RECORDS FOR PROCESSING:
>> start

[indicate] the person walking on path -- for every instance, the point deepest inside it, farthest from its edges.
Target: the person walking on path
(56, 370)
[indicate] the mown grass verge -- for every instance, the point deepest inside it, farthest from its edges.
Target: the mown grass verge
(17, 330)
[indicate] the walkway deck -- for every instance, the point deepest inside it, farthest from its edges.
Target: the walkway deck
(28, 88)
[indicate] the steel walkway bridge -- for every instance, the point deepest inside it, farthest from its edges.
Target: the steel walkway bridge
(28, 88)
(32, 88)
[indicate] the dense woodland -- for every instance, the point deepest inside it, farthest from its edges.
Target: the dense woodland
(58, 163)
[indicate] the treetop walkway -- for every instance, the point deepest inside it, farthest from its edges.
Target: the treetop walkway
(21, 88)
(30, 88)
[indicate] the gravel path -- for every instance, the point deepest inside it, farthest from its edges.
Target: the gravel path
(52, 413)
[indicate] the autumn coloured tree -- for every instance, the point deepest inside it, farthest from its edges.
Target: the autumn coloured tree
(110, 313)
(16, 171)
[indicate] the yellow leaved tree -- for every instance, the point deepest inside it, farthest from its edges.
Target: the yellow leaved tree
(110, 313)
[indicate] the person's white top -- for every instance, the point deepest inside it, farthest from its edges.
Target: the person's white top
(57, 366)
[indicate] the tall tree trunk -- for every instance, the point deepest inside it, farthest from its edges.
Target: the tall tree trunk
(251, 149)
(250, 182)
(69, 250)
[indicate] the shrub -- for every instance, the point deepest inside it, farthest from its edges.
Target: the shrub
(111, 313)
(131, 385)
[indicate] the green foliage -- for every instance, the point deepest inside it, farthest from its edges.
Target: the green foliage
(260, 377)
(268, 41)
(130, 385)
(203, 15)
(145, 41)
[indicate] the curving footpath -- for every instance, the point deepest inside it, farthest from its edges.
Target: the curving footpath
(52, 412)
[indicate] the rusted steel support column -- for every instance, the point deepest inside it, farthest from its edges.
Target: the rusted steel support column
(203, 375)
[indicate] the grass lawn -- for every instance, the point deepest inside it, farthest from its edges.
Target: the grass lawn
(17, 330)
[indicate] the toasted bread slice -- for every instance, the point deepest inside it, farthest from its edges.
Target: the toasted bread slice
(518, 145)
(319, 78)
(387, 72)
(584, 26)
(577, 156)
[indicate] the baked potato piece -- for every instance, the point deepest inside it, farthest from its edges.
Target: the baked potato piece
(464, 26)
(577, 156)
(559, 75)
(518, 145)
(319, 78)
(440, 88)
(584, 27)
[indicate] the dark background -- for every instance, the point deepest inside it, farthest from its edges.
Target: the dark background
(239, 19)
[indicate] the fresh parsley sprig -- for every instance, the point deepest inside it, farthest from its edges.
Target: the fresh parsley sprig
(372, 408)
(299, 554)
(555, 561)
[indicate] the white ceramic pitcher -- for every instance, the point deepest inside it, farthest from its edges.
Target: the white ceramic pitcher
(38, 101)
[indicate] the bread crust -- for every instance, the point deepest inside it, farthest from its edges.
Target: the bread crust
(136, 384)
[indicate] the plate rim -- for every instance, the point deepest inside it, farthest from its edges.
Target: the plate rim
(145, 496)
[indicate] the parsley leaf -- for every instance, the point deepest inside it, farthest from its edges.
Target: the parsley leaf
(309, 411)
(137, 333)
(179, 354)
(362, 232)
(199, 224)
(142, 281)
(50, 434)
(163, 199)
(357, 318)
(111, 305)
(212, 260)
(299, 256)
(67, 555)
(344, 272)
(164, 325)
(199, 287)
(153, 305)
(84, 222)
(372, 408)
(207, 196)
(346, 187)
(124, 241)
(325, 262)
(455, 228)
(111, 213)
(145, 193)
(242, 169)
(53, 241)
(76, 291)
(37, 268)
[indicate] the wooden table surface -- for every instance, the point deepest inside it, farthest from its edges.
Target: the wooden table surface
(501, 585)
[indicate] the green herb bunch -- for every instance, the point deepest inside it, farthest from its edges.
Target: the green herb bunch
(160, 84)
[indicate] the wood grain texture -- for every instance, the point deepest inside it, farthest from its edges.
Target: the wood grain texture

>> end

Rewrite all of the items above as a numbered list, omitting any blank lines.

SOLVED PROBLEM:
1. [indicate] the person walking on path -- for every instance, the point deepest inside it, farthest from its edges.
2. Target: the person walking on path
3. (56, 370)
4. [indicate] the mown grass verge -- for every instance, the point deepest inside it, farthest from its edges.
5. Target: the mown grass verge
6. (17, 330)
7. [indicate] the walkway deck -- for every instance, the point deepest inside it, farthest from its edges.
8. Target: the walkway deck
9. (28, 88)
10. [indicate] the steel walkway bridge -- for every instance, the point deepest inside it, farthest from its edges.
11. Target: the steel walkway bridge
12. (28, 88)
13. (32, 88)
14. [indicate] the dense woodland -- for every instance, the point deepest inside it, farthest from its edges.
15. Target: the dense woodland
16. (58, 163)
17. [indicate] the treetop walkway -- for every instance, the point deepest inside it, farthest from its edges.
18. Target: the treetop walkway
19. (21, 88)
20. (30, 88)
21. [indicate] the gravel path -- for every instance, the point deepest inside it, farthest from its edges.
22. Target: the gravel path
23. (52, 413)
24. [indicate] the autumn coloured tree -- for every instance, the point deepest inside it, farthest from its edges.
25. Target: the autumn coloured tree
26. (110, 313)
27. (16, 171)
28. [indicate] the yellow leaved tree -- for every instance, the point deepest inside it, farthest from its edges.
29. Target: the yellow leaved tree
30. (110, 313)
31. [indicate] the person's white top -- for every instance, the point deepest inside it, farthest from its edges.
32. Target: the person's white top
33. (57, 366)
34. [indicate] the tall tree trunk -- for every instance, the point deepest inside it, farthest from its edges.
35. Target: the tall tree trunk
36. (251, 149)
37. (250, 182)
38. (69, 250)
39. [indicate] the shrub -- for every instance, the point deepest inside it, farthest from its edges.
40. Target: the shrub
41. (111, 313)
42. (131, 385)
43. [indicate] the green foliage -- for every instance, the point deepest inside it, farthest from its edges.
44. Target: the green foliage
45. (260, 377)
46. (268, 41)
47. (130, 385)
48. (203, 15)
49. (145, 41)
50. [indicate] the curving footpath -- for every instance, the point deepest inside it, farthest from its edges.
51. Target: the curving footpath
52. (52, 412)
53. [indicate] the rusted steel support column -- for every instance, the point deepest inside it, farthest from its edges.
54. Target: the rusted steel support column
55. (203, 375)
56. [indicate] the grass lawn -- for every instance, the point deepest inside it, farthest from its edges.
57. Target: the grass lawn
58. (17, 330)
59. [indicate] the toasted bread slice -- for every instance, the point deepest inside it, farthest from its edges.
60. Target: the toasted bread slice
61. (518, 145)
62. (319, 78)
63. (387, 72)
64. (584, 26)
65. (577, 156)
66. [indicate] the baked potato piece -- for every instance, the point deepest inside it, farthest from its edges.
67. Target: the baked potato piece
68. (464, 26)
69. (577, 156)
70. (559, 75)
71. (518, 145)
72. (319, 78)
73. (440, 88)
74. (584, 27)
75. [indicate] the dark background -- for every instance, the point deepest inside it, farthest from its edges.
76. Target: the dark background
77. (239, 19)
78. [indicate] the fresh parsley sprig -- for every instance, the point deepest inside it, farthest from its edges.
79. Target: the fresh parsley sprig
80. (372, 408)
81. (299, 554)
82. (555, 561)
83. [indicate] the white ceramic pitcher -- for every instance, the point deepest inside it, farthest from its edges.
84. Target: the white ceramic pitcher
85. (38, 101)
86. [indicate] the bread crust -- for every instance, the point deepest inside it, farthest from its edges.
87. Target: the bread crust
88. (136, 384)
89. [indicate] the plate rim -- for every instance, the point deepest inside it, farthest from its edges.
90. Target: the plate rim
91. (145, 496)
92. [indicate] the parsley leaf -- for every instance, the point deepest inside it, farthest from its edges.
93. Target: the parsley leaf
94. (309, 411)
95. (137, 333)
96. (179, 354)
97. (362, 232)
98. (199, 224)
99. (142, 281)
100. (50, 434)
101. (163, 199)
102. (357, 318)
103. (111, 305)
104. (212, 260)
105. (299, 256)
106. (67, 555)
107. (344, 272)
108. (164, 325)
109. (199, 287)
110. (153, 305)
111. (84, 222)
112. (372, 408)
113. (207, 196)
114. (346, 187)
115. (124, 241)
116. (325, 262)
117. (455, 228)
118. (111, 213)
119. (145, 193)
120. (242, 169)
121. (53, 241)
122. (76, 291)
123. (37, 268)
124. [indicate] the wooden table surface -- for every instance, the point deepest inside it, farthest from its edges.
125. Target: the wooden table surface
126. (501, 585)
127. [indicate] the green herb bunch -- for every instance, the point deepest inside it, farthest from its edges.
128. Target: the green herb bunch
129. (160, 84)
130. [indicate] the wood grain texture -- for every instance, the point deepest inside it, farthest from its edges.
131. Target: the wood grain texture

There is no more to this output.